**WRITTEN TASK**
Look for "compact form (4,89)." in the records below, then copy that line and every line after it, exactly and with nothing added.

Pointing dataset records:
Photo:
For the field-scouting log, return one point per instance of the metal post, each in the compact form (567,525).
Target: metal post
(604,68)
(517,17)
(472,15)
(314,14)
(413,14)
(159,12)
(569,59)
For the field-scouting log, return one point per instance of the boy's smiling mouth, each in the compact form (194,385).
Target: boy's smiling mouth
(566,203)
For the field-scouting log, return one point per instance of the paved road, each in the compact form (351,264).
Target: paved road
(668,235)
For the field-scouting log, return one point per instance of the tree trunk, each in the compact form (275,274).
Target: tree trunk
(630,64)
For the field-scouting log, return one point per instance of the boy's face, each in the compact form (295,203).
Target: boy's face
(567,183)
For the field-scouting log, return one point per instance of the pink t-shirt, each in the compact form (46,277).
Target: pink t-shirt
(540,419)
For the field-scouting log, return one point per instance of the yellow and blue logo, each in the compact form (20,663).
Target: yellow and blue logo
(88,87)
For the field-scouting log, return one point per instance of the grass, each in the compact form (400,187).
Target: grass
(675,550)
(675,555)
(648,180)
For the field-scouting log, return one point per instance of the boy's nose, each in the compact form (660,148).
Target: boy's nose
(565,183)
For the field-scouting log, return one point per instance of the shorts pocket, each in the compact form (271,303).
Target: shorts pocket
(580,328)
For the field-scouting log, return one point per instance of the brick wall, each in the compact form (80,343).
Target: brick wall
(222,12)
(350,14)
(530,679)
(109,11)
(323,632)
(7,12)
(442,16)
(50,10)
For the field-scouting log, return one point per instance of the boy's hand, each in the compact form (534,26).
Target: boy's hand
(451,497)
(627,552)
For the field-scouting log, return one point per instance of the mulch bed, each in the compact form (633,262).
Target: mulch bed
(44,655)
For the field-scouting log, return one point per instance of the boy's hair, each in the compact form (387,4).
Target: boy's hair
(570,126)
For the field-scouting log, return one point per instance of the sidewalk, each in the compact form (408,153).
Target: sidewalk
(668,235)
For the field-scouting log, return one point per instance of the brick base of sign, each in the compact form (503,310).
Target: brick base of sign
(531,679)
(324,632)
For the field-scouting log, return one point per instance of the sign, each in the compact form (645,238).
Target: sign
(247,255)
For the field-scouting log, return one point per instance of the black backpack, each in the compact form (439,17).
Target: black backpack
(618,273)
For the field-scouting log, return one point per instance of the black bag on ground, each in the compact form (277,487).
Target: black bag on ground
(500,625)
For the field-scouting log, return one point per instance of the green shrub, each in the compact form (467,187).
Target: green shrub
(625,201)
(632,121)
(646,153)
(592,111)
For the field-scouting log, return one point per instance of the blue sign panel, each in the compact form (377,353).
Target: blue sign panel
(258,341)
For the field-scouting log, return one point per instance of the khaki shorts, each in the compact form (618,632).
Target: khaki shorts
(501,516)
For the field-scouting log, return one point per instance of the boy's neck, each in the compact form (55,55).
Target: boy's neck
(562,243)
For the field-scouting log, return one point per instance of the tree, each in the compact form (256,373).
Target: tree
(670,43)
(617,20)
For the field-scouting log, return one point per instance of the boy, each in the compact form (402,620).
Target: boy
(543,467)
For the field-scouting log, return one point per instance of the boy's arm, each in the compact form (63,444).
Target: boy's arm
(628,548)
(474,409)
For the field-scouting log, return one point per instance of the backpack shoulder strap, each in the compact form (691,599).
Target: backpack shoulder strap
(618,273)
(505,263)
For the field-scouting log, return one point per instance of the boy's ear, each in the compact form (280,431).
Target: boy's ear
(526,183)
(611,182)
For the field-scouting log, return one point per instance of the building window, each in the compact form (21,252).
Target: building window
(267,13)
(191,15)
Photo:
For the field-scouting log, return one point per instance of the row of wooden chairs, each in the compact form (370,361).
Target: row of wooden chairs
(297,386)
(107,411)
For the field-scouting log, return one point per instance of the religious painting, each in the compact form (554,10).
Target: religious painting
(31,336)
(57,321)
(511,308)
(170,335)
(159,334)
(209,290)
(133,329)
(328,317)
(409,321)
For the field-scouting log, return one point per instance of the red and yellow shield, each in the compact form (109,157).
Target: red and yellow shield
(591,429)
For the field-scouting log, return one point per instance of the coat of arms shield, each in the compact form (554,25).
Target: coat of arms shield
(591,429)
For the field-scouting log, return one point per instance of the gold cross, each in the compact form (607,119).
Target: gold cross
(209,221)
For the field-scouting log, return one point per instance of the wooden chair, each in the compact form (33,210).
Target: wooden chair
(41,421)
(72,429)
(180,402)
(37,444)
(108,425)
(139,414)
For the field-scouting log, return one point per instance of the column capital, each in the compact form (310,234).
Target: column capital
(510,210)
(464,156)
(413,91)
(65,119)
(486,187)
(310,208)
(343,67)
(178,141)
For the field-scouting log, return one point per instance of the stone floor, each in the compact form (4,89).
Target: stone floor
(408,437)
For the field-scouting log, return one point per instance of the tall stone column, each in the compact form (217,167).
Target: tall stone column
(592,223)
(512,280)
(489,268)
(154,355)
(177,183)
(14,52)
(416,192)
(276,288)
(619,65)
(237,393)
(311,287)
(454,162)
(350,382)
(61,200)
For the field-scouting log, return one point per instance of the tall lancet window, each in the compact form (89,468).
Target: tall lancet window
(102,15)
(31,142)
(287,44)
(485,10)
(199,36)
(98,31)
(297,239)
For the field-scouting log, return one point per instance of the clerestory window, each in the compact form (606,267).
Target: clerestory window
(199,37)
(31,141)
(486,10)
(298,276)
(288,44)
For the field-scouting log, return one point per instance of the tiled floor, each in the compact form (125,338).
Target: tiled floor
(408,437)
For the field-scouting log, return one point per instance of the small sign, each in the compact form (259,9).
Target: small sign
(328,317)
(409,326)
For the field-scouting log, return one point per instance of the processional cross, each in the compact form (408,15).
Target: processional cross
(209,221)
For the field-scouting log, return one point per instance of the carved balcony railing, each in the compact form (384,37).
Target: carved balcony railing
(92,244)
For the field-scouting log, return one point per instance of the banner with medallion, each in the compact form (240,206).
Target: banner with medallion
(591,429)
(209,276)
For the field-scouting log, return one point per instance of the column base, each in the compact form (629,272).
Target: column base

**FINISHED EXERCISE**
For the field-scouting log, return one point per instance of the stone floor, each in the compact form (4,89).
Target: stone floor
(408,437)
For the field-scouting log, return one point per instance of the tall stone column, each in the compact form (217,167).
Target: tall stone column
(592,223)
(512,280)
(489,268)
(154,355)
(177,183)
(14,52)
(416,192)
(276,288)
(619,65)
(237,393)
(311,287)
(454,162)
(350,382)
(61,200)
For the field-scouting log, return one point per instance of the tall lancet window, each in the compact form (89,468).
Target: tall lancet window
(102,15)
(31,142)
(287,44)
(485,10)
(199,36)
(98,31)
(297,239)
For the field-scouting log, return one point per instance of the clerestory window, each in the compact form (606,267).
Target: clerestory window
(199,37)
(31,141)
(486,10)
(298,276)
(288,44)
For the field-scouting log, return one point per instance of the tiled floor, each in the compact form (125,338).
Target: tiled floor
(408,437)
For the field-scouting log, return one point per instance of the small sign, each in the compact form (259,9).
Target: small sign
(328,317)
(409,326)
For the field-scouting log, return one point per instance of the processional cross, each in the compact form (408,15).
Target: processional cross
(209,221)
For the field-scouting log, return one point per instance of the carved balcony railing, each in the compact form (384,37).
Target: carved balcony railing
(92,244)
For the field-scouting log, return one point per instance of the banner with medallion, each in the compact form (240,206).
Target: banner with medallion
(591,429)
(209,276)
For the field-scouting log, return one point per instance of the column base, each in the compact form (629,272).
Target: column base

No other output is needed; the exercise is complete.